Extend the passage on rectangular region displacement, starting right after its final sentence.

_ARTICLE_
━━━━━━━━

As shown in FIG. 4B, for example, the rectangular region displacement unit 2212 displaces the rectangular region R by w/3 in the X direction once, and generates a displaced rectangular region R′1_(1/3). In addition, the rectangular region displacement unit 2212 displaces the rectangular region R by w/3 in the X direction twice, and generates a displaced rectangular region R′2_(1/3). In addition, the rectangular region displacement unit 2212 displaces the rectangular region R by h/3 in the Y direction once, and generates a displaced rectangular region R′3_(1/3). In addition, the rectangular region displacement unit 2212 displaces the rectangular region R by w/3 in the X direction once and by h/3 in the Y direction once, and generates a displaced rectangular region R′4_(1/3). In addition, the rectangular region displacement unit 2212 displaces the rectangular region R by w/3 in the X direction twice and by h/3 in the Y direction once, and generates a displaced rectangular region R′5_(1/3). In addition, the rectangular region displacement unit 2212 displaces the rectangular region R by h/3 in the Y direction twice, and generates a displaced rectangular region R′6_(1/3). In addition, the rectangular region displacement unit 2212 displaces the rectangular region R by w/3 in the X direction once and by h/3 in the Y direction twice, and generates a displaced rectangular region R′7_(1/3). In addition, the rectangular region displacement unit 2212 displaces the rectangular region R by w/3 in the X direction twice and by w/3 in the Y direction twice, and generates a displaced rectangular region R′8_(1/3).

━━━━━━━━

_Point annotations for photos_
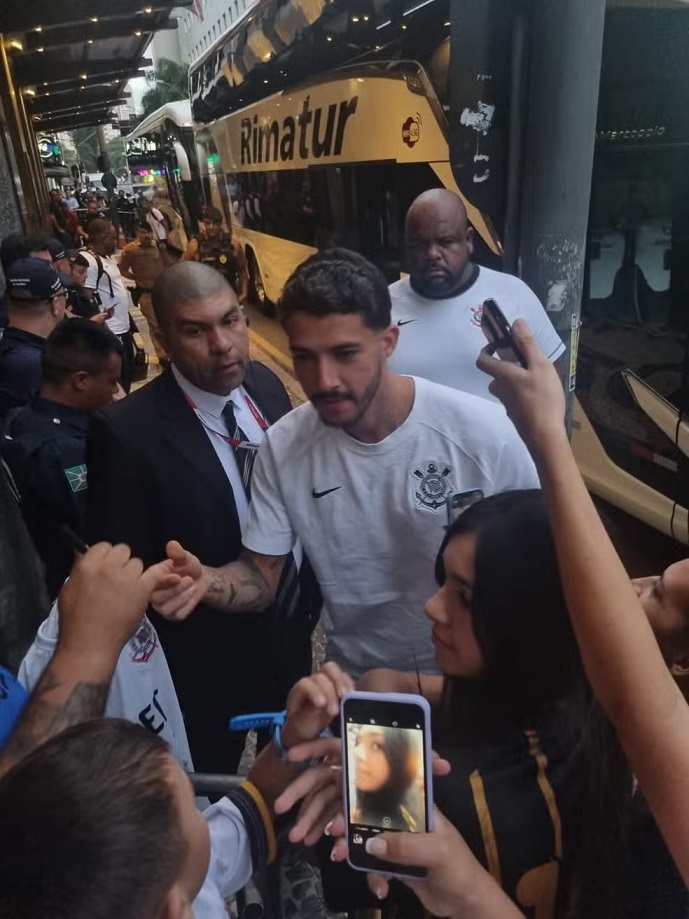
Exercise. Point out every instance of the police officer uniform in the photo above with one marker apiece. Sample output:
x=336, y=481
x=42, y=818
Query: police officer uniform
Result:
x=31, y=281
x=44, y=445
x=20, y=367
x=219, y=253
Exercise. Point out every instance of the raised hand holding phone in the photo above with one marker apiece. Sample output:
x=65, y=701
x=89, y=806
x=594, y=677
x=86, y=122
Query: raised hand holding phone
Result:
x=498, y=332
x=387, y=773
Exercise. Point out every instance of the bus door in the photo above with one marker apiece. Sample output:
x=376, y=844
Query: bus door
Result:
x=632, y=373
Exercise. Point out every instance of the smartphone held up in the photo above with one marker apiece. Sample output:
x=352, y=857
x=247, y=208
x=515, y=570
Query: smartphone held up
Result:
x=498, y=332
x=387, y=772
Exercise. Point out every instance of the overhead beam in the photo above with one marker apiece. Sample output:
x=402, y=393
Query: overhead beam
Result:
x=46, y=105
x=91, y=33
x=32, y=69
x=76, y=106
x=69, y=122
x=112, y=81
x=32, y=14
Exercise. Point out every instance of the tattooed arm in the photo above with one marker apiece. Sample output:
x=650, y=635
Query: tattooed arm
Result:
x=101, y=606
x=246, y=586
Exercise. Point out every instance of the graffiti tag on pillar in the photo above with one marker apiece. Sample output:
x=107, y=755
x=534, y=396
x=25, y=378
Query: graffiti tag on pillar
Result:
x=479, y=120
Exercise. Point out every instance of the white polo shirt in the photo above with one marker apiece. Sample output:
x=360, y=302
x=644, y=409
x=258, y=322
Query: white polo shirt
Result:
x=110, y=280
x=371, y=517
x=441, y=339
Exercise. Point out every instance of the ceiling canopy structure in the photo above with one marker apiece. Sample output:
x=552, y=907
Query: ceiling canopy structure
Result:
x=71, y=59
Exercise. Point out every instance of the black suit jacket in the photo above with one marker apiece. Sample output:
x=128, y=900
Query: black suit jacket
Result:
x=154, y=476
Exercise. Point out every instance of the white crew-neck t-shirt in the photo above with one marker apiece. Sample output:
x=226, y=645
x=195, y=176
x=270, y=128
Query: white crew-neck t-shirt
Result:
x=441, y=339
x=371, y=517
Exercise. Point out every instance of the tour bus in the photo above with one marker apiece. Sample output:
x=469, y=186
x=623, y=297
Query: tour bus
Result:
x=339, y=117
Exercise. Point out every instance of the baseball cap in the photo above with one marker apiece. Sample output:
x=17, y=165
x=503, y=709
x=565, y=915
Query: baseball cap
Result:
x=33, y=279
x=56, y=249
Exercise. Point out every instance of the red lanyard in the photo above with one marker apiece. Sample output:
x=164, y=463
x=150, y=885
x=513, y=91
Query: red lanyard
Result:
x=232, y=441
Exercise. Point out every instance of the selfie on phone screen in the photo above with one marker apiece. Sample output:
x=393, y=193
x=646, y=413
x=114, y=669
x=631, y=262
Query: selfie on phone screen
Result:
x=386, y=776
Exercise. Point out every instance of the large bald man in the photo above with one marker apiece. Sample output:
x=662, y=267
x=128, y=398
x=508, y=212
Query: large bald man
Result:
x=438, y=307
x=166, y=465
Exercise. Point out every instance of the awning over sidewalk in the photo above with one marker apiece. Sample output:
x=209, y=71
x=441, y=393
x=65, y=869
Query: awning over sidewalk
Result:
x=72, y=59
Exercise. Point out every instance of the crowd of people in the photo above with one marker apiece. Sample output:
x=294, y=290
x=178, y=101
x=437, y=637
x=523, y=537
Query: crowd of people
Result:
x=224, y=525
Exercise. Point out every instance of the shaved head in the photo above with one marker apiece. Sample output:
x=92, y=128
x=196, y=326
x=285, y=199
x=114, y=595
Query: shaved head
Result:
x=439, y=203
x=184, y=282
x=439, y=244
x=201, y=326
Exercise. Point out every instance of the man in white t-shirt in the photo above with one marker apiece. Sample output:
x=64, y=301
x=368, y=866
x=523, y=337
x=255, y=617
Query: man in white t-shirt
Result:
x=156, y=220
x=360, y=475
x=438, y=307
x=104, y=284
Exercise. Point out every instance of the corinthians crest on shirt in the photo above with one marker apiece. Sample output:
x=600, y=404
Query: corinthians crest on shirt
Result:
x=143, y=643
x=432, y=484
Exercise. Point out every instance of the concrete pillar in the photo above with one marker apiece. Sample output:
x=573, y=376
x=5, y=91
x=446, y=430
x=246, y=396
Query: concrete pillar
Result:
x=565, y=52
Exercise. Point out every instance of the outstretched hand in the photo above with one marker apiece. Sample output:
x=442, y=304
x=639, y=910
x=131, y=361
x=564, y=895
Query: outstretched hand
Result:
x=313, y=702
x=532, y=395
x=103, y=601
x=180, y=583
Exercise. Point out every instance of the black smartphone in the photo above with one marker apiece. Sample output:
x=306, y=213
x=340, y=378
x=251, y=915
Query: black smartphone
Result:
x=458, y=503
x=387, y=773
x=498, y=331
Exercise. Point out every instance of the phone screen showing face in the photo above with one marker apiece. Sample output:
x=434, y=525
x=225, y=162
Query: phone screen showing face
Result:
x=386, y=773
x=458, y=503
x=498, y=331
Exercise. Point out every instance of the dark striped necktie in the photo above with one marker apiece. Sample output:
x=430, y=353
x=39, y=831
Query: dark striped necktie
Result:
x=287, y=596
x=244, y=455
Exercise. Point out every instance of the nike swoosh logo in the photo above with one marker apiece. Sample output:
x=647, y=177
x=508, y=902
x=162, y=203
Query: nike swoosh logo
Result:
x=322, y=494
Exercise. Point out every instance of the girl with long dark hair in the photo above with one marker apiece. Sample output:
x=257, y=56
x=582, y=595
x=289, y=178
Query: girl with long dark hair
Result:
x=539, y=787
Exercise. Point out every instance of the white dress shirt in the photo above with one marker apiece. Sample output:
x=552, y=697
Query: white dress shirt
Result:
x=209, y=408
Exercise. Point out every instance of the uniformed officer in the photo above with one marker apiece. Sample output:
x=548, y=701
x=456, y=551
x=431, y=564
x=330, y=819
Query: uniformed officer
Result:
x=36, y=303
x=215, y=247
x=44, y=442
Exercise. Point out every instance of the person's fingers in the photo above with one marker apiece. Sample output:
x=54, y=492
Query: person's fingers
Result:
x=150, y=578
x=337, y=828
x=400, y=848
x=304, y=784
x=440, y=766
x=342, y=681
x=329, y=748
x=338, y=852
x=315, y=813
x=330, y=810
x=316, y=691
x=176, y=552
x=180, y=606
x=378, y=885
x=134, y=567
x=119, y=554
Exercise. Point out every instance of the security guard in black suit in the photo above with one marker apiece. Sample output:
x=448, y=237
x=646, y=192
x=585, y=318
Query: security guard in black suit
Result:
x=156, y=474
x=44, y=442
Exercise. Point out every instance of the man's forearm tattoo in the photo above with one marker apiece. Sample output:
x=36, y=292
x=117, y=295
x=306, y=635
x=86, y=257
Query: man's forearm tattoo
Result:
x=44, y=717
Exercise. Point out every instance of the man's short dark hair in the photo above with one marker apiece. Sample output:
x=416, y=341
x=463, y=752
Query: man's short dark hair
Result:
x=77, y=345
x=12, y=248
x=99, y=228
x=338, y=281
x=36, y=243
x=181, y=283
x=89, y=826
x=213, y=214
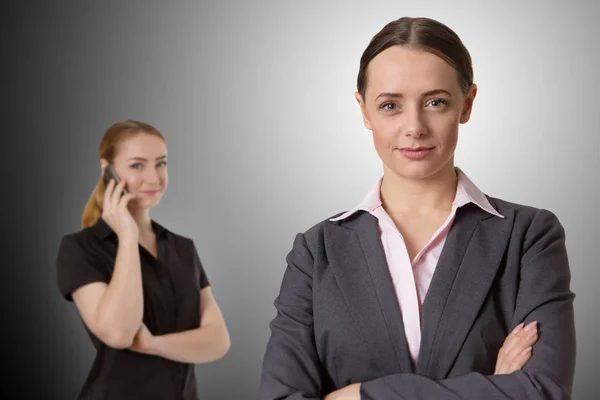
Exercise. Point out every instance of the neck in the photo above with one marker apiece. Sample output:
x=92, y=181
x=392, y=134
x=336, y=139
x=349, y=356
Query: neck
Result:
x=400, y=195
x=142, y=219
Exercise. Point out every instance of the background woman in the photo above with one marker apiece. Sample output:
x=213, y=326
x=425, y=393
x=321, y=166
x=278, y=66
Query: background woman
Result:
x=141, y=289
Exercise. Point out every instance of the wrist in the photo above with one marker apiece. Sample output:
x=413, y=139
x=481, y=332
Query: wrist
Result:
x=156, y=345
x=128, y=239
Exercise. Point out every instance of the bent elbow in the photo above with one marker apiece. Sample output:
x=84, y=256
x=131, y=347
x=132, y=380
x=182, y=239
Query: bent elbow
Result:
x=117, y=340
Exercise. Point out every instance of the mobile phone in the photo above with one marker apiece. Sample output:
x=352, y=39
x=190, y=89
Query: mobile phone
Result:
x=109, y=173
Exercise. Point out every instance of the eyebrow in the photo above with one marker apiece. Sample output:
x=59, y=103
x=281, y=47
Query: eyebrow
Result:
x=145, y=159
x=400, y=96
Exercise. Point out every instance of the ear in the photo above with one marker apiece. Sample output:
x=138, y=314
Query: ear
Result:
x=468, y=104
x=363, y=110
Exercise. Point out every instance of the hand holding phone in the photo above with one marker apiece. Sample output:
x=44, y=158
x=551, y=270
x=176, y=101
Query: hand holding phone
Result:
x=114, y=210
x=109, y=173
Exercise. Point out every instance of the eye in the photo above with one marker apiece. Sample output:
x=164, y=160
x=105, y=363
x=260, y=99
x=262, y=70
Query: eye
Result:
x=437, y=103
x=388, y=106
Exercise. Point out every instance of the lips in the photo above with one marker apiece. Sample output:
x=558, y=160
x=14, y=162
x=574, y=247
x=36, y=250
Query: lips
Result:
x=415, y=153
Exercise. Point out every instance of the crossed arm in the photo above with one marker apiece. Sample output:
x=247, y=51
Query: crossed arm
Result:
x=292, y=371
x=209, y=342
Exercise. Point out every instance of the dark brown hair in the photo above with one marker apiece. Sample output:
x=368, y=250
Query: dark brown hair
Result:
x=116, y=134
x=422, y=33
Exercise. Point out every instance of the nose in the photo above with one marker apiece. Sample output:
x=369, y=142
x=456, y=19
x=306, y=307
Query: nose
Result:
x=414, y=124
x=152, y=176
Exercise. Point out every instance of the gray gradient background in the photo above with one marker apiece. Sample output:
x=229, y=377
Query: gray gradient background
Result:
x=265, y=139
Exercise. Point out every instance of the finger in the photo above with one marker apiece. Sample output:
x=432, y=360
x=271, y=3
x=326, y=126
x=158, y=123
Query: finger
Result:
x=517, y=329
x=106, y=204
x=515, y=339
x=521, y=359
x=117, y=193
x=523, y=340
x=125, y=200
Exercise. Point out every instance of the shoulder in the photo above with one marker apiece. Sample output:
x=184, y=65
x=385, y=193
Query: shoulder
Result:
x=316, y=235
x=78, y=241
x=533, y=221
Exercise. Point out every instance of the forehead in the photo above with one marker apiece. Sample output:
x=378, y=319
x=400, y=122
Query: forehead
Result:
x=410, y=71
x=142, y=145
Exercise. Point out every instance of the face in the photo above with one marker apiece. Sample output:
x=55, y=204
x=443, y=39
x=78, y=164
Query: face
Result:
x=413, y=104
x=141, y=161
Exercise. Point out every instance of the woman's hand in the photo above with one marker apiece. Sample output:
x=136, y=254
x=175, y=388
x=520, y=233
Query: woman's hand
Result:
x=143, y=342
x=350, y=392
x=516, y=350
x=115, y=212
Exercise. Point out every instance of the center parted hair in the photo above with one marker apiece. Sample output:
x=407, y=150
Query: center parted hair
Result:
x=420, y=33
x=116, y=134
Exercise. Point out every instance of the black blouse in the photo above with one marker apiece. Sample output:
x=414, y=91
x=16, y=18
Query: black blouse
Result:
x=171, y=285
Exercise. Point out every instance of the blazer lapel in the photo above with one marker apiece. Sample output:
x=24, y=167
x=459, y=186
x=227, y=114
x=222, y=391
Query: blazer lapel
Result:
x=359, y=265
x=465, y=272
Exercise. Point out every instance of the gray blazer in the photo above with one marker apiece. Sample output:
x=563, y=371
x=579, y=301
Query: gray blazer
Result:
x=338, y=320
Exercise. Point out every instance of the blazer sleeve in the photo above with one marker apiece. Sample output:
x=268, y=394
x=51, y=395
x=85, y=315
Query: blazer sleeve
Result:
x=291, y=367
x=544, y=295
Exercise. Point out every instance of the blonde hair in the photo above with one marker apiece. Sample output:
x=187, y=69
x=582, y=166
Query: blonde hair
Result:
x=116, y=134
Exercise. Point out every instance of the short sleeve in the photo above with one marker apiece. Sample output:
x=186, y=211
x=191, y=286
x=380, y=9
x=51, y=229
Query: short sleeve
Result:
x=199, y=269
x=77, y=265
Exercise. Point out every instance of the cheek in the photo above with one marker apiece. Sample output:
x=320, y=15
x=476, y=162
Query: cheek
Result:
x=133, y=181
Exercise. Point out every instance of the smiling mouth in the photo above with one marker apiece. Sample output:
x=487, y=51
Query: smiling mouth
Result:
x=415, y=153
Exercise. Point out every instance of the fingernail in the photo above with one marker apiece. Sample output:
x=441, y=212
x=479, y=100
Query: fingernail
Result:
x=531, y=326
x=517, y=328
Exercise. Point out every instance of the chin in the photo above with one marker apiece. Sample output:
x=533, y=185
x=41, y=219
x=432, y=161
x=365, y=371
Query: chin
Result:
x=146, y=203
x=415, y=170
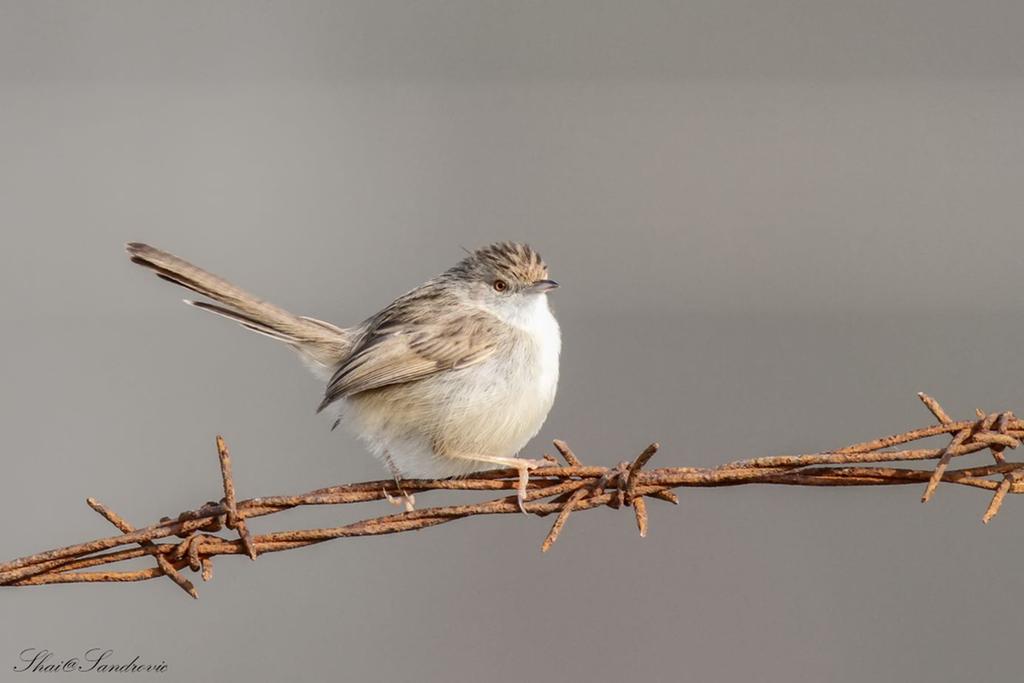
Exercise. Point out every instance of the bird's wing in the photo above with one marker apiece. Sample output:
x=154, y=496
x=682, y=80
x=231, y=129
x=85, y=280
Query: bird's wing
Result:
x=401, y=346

━━━━━━━━

_REPLY TO THE EXERCISE_
At this time, an overlapping region X_(1/3)in which the rectangular region R, the displaced rectangular region R′1_(1/3), the displaced rectangular region R′2_(1/3), the displaced rectangular region R′3_(1/3), the displaced rectangular region R′4_(1/3), the displaced rectangular region R′5_(1/3), the displaced rectangular region R′6_(1/3), the displaced rectangular region R′7_(1/3), and a displaced rectangular region R′8_(1/3)overlap is generated. The size of the overlapping region X_(1/3)can be expressed as height: h/3 (pixels) and width: w/3 (pixels), for example.

In addition, when generating displaced rectangular regions R′, the rectangular region displacement unit 2212 determines the number of displaced rectangular regions R′ and the positions of the displaced rectangular regions R′, in other words determines two-dimensional orthogonal coordinates P(x, y) on the xy plane.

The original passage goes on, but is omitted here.